REQUIRED WORK:
Everything from the line containing "of the window" to the final line of the records below should be given again exactly, and nothing else.

DATASET EXTRACT:

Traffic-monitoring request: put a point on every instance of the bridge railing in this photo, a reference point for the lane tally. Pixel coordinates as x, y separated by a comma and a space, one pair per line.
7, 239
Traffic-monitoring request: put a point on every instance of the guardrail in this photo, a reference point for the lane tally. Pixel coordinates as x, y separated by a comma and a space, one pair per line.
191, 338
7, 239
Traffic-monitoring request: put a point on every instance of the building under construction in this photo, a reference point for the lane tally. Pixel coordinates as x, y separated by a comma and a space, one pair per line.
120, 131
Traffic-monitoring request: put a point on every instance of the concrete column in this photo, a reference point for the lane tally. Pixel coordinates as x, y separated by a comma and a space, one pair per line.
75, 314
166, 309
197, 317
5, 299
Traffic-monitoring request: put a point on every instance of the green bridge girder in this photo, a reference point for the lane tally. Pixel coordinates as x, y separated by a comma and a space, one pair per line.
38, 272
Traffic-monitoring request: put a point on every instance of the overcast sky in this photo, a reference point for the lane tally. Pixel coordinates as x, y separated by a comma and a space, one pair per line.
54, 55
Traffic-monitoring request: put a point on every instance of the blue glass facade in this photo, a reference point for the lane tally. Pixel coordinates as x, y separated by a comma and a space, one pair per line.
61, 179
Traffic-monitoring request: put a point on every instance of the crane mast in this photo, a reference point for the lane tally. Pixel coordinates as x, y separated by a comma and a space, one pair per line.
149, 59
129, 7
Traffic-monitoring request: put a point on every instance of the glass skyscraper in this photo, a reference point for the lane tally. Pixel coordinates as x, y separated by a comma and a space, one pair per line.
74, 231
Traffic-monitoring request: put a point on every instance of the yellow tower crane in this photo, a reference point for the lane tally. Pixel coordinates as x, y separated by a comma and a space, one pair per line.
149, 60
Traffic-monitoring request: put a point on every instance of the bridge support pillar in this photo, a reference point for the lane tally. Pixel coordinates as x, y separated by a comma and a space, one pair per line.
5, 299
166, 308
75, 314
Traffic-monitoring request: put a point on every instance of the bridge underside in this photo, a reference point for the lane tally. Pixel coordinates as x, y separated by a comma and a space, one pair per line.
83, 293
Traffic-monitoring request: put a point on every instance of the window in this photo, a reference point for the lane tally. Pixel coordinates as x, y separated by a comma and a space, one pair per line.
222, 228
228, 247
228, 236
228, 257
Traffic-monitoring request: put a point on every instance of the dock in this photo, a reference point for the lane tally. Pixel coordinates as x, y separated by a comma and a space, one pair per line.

PROBLEM SOLUTION:
Traffic-monitoring request: put a point on every instance of the window in this photo, a reference point for the lane tally. Pixel coordinates as x, y separated by a comma and a space, one pair per line.
222, 228
228, 247
228, 236
228, 257
Traffic-monitoring request: put a point on every instance of the dock in this photo, a reference point for the lane tally. Pixel coordinates as x, y separated by a comma and a space, one pair per line.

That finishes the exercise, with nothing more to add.